Everything except the pictures should be printed exactly as it appears in the records.
* * * * * * *
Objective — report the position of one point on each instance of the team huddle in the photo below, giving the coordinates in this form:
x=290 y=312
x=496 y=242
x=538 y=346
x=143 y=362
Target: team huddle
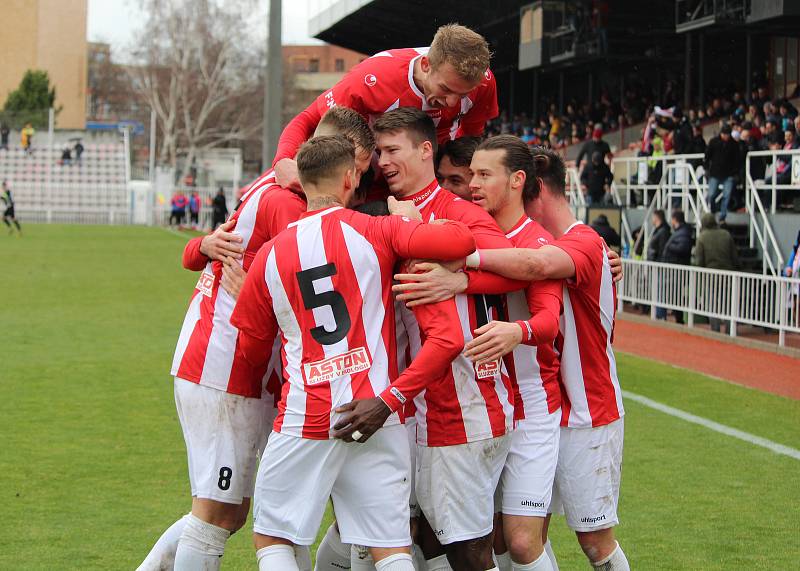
x=433 y=359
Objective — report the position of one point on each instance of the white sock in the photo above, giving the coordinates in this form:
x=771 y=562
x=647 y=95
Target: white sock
x=162 y=555
x=503 y=561
x=542 y=563
x=276 y=558
x=548 y=548
x=201 y=545
x=302 y=554
x=614 y=562
x=361 y=559
x=332 y=554
x=396 y=562
x=439 y=564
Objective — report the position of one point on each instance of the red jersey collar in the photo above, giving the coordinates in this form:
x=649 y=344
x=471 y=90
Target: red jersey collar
x=424 y=194
x=521 y=223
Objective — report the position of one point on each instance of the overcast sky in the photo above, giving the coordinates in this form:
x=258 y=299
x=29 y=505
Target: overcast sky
x=114 y=21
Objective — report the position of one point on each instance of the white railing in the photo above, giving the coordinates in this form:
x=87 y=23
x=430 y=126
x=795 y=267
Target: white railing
x=735 y=297
x=761 y=231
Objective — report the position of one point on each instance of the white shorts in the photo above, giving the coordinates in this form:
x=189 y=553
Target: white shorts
x=588 y=476
x=526 y=485
x=411 y=431
x=224 y=434
x=456 y=484
x=369 y=484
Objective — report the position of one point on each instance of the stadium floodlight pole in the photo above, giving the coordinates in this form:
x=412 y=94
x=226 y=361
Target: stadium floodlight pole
x=273 y=86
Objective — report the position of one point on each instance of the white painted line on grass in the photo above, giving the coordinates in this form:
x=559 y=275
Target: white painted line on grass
x=715 y=426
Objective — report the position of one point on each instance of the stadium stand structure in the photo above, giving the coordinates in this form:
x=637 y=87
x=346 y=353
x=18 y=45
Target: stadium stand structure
x=93 y=190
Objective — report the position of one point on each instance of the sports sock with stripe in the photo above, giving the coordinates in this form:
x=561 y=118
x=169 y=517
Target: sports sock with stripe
x=276 y=558
x=201 y=545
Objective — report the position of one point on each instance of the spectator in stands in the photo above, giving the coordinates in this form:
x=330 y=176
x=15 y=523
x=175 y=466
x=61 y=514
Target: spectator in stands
x=4 y=133
x=715 y=250
x=597 y=144
x=66 y=157
x=452 y=165
x=722 y=163
x=178 y=202
x=194 y=210
x=602 y=226
x=219 y=209
x=677 y=250
x=78 y=151
x=26 y=137
x=661 y=234
x=8 y=212
x=596 y=179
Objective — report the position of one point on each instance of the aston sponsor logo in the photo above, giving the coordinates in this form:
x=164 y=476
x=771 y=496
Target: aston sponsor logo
x=205 y=284
x=593 y=519
x=488 y=370
x=532 y=504
x=326 y=370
* * * * * * *
**SOLUTION TO THIS TASK**:
Objective — report the position of one point on each instance of the team huddle in the photo below, giving the coordinates in this form:
x=290 y=312
x=496 y=242
x=538 y=346
x=143 y=362
Target: team huddle
x=433 y=359
Objective — report the position of one point on each instance of the white sock in the photo above, giving the coordinates in this form:
x=771 y=562
x=647 y=95
Target: white sock
x=162 y=555
x=503 y=561
x=542 y=563
x=276 y=558
x=548 y=548
x=201 y=545
x=302 y=554
x=614 y=562
x=361 y=559
x=332 y=554
x=396 y=562
x=439 y=564
Objective — report the position of one point on each instance of the red jersey collar in the photo above, giving the coordinates in this form:
x=649 y=344
x=471 y=90
Target: red jersey collar
x=424 y=194
x=521 y=223
Objective — report the position of one point on each instance of the overcast sky in the photo above, giving the coordinates in this form:
x=258 y=299
x=29 y=505
Target: overcast sky
x=114 y=21
Objective — report the position of one point on each instance of the white railing in the photo above, giving the coordinates in this form:
x=87 y=23
x=430 y=126
x=795 y=267
Target: white railing
x=735 y=297
x=761 y=231
Objective — report the position of one point on each instance of the white shorts in the photo above, giving the coordinates in this form:
x=189 y=553
Target: white shorts
x=588 y=476
x=526 y=485
x=411 y=431
x=224 y=434
x=456 y=484
x=369 y=484
Objective — report the position of one point on each instance of the stadium floodlight pole in the photo above, giving the coordinates in this form:
x=412 y=94
x=226 y=361
Target: stadium floodlight pole
x=273 y=86
Objective — report the position of one point on each instance of the white painted line on grass in the photo above, giving the coordinates in this form:
x=559 y=275
Target: white painted line on grass
x=715 y=426
Objective — report the position of one point on each instance of the stadium stand structure in the photo above, giving the coordinates in this form:
x=637 y=87
x=346 y=353
x=18 y=45
Target: stadium stand structure
x=93 y=190
Objective — report the position of one point on each instance of the sports sock with stripe in the photo above, giving the coordinates in this form:
x=561 y=118
x=169 y=517
Target: sports sock with stripe
x=276 y=558
x=201 y=545
Objective — report the position of one point on each instance of the spectator in stands in the photo above, giving the coordinates in this form:
x=330 y=176
x=15 y=523
x=175 y=466
x=61 y=514
Target: spectator in stands
x=4 y=133
x=715 y=250
x=597 y=144
x=66 y=157
x=452 y=165
x=722 y=163
x=178 y=202
x=194 y=210
x=602 y=226
x=219 y=209
x=677 y=250
x=78 y=151
x=26 y=137
x=661 y=234
x=8 y=212
x=596 y=179
Objective — report the position of one point on each instance of the aston sponsor logo in the photo above, giving the coordinates in this form:
x=164 y=476
x=771 y=496
Target: aston sponsor logo
x=205 y=284
x=593 y=519
x=488 y=370
x=532 y=504
x=326 y=370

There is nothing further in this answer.